Jobs
(a) Do these statements agree with the regression benchmark notebook below? (i) The random forest control model has a maximum depth of 2. (ii) The MLP control model uses the "adam" solver. (iii) ForestMLPRegressor builds five trees by default. Answer each with yes or no and quote the deciding words.
(b) Can you extend the regression benchmark notebook below, picking up right after its last line of code?

Text block

# OpenML-CTR23 Regression Benchmark

This notebook benchmarks a variety of regression models on the `OpenML-CTR23 - A curated tabular regression benchmarking suite` benchmark suite.


## Setup

In [1]:
%pip install -Uq pip black blackcellmagic scikit-learn openml optuna pandas joblib jupyter ipywidgets nbformat setuptools
%load_ext blackcellmagic

Note: you may need to restart the kernel to use updated packages.


## Model Definitions

In [2]:
# Control Models
from sklearn.dummy import DummyRegressor
from sklearn.ensemble import RandomForestRegressor
from sklearn.linear_model import LinearRegression
from sklearn.neural_network import MLPRegressor

SEED = 42

models = {
    "Dummy": DummyRegressor(strategy="mean"),
    "RF": RandomForestRegressor(max_depth=2, random_state=SEED),
    "LR": LinearRegression(),
    "MLP": MLPRegressor(solver="sgd", random_state=SEED),
}

In [3]:
# Test Models
from sklearn.base import BaseEstimator, RegressorMixin, clone
from sklearn.ensemble import StackingRegressor
from sklearn.neural_network import MLPRegressor
from sklearn.tree import DecisionTreeRegressor


class ForestMLPRegressor(BaseEstimator, RegressorMixin):
    def __init__(
        self,
        n_trees=5,
        trees_max_depth=3,
        final_estimator=MLPRegressor(),
        final_estimator__hidden_layer_sizes=100,
        random_state=0,
    ):
        self.n_trees = n_trees
        self.trees_max_depth = trees_max_depth
        self.final_estimator = final_estimator
        self.final_estimator__hidden_layer_sizes = final_estimator__hidden_layer_sizes
        self.random_state = random_state

    def _make_stacking(self):
        return StackingRegressor(
            estimators=[
                (
                    f"tree_{i}",
                    DecisionTreeRegressor(
                        max_depth=self.trees_max_depth,
                        random_state=self.random_state + i,
                    ),
                )

Pointing dataset excerpts
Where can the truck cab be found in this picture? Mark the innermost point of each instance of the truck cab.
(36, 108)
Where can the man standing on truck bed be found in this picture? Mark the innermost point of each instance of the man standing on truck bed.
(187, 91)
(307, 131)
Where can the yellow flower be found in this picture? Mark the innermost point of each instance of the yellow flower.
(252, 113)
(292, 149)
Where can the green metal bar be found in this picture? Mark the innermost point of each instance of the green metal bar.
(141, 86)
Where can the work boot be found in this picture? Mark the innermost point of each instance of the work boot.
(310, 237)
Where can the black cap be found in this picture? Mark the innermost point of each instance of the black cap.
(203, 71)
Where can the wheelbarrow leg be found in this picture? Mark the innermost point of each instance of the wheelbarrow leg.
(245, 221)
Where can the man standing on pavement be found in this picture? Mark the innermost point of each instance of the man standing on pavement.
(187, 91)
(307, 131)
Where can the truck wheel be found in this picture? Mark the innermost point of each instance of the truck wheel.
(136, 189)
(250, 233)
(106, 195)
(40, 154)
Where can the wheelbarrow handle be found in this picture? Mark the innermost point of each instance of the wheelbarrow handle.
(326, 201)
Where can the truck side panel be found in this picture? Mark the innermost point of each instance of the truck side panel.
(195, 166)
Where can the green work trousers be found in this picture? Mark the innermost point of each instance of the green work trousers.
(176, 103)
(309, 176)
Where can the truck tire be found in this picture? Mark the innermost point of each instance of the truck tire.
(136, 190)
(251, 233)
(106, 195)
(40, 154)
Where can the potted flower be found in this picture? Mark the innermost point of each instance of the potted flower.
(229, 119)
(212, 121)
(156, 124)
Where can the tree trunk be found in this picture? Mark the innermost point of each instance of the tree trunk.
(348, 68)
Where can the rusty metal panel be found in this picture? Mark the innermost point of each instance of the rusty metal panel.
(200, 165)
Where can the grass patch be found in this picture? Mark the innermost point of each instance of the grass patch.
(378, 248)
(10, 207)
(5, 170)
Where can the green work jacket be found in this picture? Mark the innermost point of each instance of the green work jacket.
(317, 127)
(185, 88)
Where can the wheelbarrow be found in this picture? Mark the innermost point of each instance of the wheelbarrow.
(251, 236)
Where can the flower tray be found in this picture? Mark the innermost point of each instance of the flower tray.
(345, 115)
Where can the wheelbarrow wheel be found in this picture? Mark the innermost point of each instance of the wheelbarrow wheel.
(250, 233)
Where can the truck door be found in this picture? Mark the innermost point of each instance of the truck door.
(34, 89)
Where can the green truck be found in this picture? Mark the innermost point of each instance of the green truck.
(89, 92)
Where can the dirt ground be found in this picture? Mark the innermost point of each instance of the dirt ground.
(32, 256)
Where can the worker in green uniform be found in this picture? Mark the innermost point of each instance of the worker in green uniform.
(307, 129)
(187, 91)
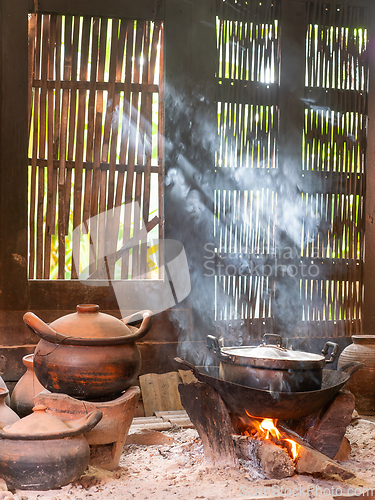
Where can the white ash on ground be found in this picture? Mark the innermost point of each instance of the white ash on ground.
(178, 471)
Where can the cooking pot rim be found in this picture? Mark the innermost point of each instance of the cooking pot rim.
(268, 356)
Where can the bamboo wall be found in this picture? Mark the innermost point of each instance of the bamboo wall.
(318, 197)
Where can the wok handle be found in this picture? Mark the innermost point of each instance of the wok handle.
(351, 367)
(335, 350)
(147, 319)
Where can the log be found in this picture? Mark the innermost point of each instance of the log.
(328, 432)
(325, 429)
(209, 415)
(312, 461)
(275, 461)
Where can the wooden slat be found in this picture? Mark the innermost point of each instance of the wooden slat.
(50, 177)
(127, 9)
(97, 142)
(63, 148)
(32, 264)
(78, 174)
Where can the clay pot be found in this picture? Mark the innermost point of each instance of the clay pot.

* * *

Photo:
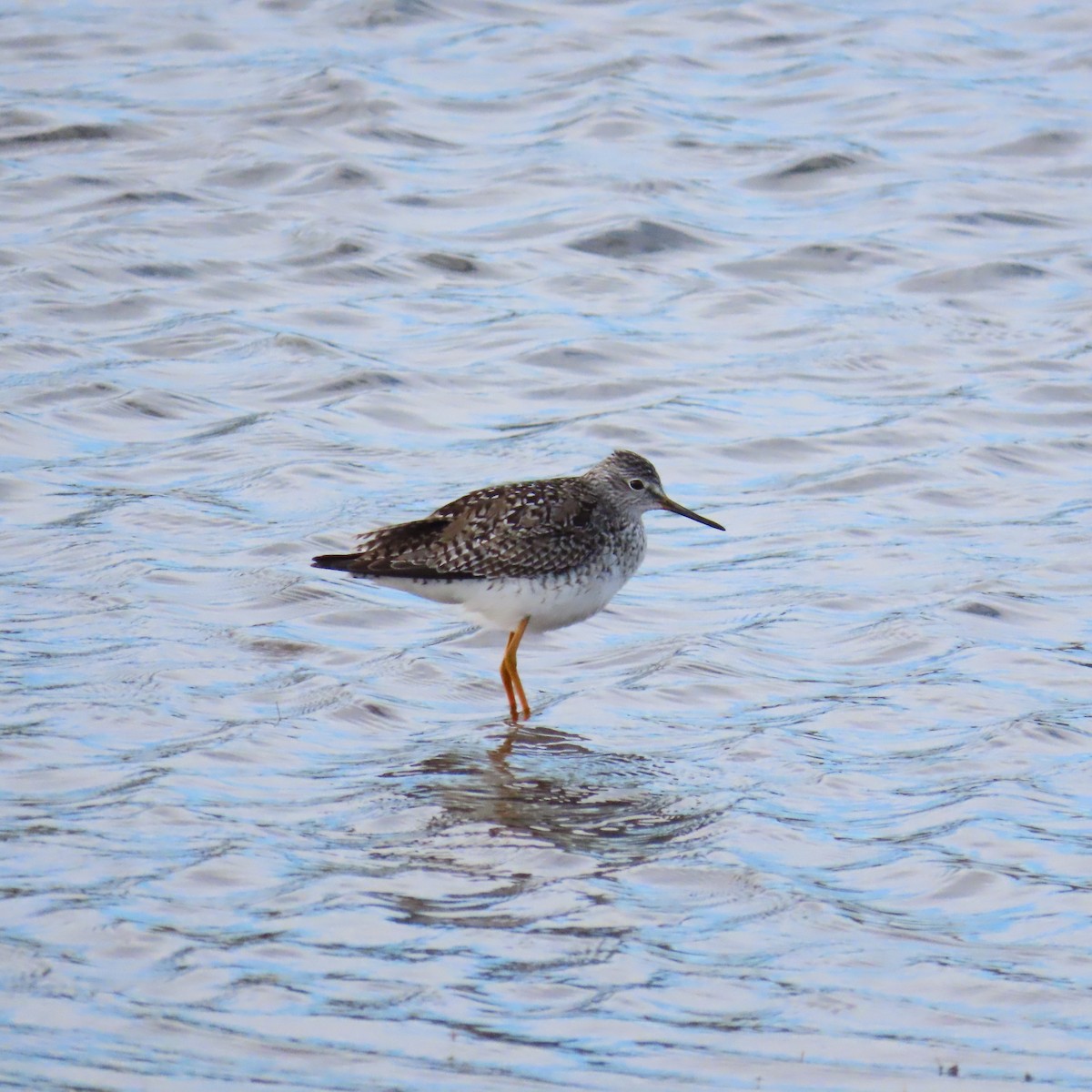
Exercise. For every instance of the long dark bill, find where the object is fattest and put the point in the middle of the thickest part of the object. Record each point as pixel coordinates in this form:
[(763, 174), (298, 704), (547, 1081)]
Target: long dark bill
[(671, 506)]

Exercise results
(a)
(i) Yes: "RandomForestRegressor(max_depth=2, random_state=SEED)"
(ii) No: "MLPRegressor(solver="sgd", random_state=SEED)"
(iii) Yes: "n_trees=5,"

(b)
                for i in range(self.n_trees)
            ],
            final_estimator=clone(self.final_estimator).set_params(
                hidden_layer_sizes=self.final_estimator__hidden_layer_sizes,
            ),
            passthrough=True,
        )

    def fit(self, X, y):
        self.model_ = self._make_stacking()
        self.model_.fit(X, y)
        return self

    def predict(self, X):
        return self.model_.predict(X)


test_models = {
    "TreeMLP": StackingRegressor(
        estimators=[("tree", DecisionTreeRegressor(random_state=SEED))],
        final_estimator=models["MLP"],
        passthrough=True,
    ),
    "ForestMLP": ForestMLPRegressor(final_estimator=models["MLP"], random_state=SEED),
}

models.update(test_models)

### Data Preprocessing


In [4]:
# Data Preprocessing
import numpy as np
from sklearn.compose import make_column_selector, make_column_transformer
from sklearn.impute import SimpleImputer
from sklearn.pipeline import Pipeline
from sklearn.preprocessing import OneHotEncoder, StandardScaler

numeric_transformer = Pipeline(
    [
        ("numeric_imputer", SimpleImputer(strategy="median")),
        ("numeric_scaler", StandardScaler()),
    ]
)
categorical_transformer = Pipeline(
    [
        ("categorical_imputer", SimpleImputer(strategy="most_frequent")),
        (
            "categorical_encoder",
            OneHotEncoder(handle_unknown="ignore", sparse_output=False),
        ),
    ]
)
preprocessor = make_column_transformer(
    (numeric_transformer, make_column_selector(dtype_include=np.number)),  # type: ignore
    (categorical_transformer, make_column_selector(dtype_include=["object", "category"])),  # type: ignore
    sparse_threshold=0.0,
)

models = {
    model_name: Pipeline([("preprocessor", preprocessor), ("model", model)])
    for model_name, model in models.items()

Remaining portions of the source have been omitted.